— EXERCISE AIM —
Return every line in the material below that contains the string "white". Matching is case-sensitive.

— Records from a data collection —
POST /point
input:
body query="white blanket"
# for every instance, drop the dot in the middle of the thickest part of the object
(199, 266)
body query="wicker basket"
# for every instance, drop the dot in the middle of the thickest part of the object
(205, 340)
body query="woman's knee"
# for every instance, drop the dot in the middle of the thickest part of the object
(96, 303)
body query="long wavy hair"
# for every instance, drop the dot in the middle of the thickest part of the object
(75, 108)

* * *

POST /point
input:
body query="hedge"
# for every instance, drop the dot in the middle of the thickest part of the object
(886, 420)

==

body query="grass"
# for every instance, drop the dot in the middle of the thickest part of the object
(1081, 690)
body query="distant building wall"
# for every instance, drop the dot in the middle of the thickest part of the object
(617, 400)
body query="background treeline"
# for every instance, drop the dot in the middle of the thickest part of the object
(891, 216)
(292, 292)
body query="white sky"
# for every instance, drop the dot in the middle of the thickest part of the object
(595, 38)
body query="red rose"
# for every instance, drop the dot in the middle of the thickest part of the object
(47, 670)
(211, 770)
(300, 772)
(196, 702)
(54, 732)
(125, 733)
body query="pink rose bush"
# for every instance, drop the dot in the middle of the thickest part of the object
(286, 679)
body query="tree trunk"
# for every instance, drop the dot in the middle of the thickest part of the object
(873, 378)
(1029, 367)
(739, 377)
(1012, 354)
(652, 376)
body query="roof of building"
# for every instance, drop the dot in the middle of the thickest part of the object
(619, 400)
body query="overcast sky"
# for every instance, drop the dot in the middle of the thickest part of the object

— RESPONSE —
body query="white blanket"
body query="white sky"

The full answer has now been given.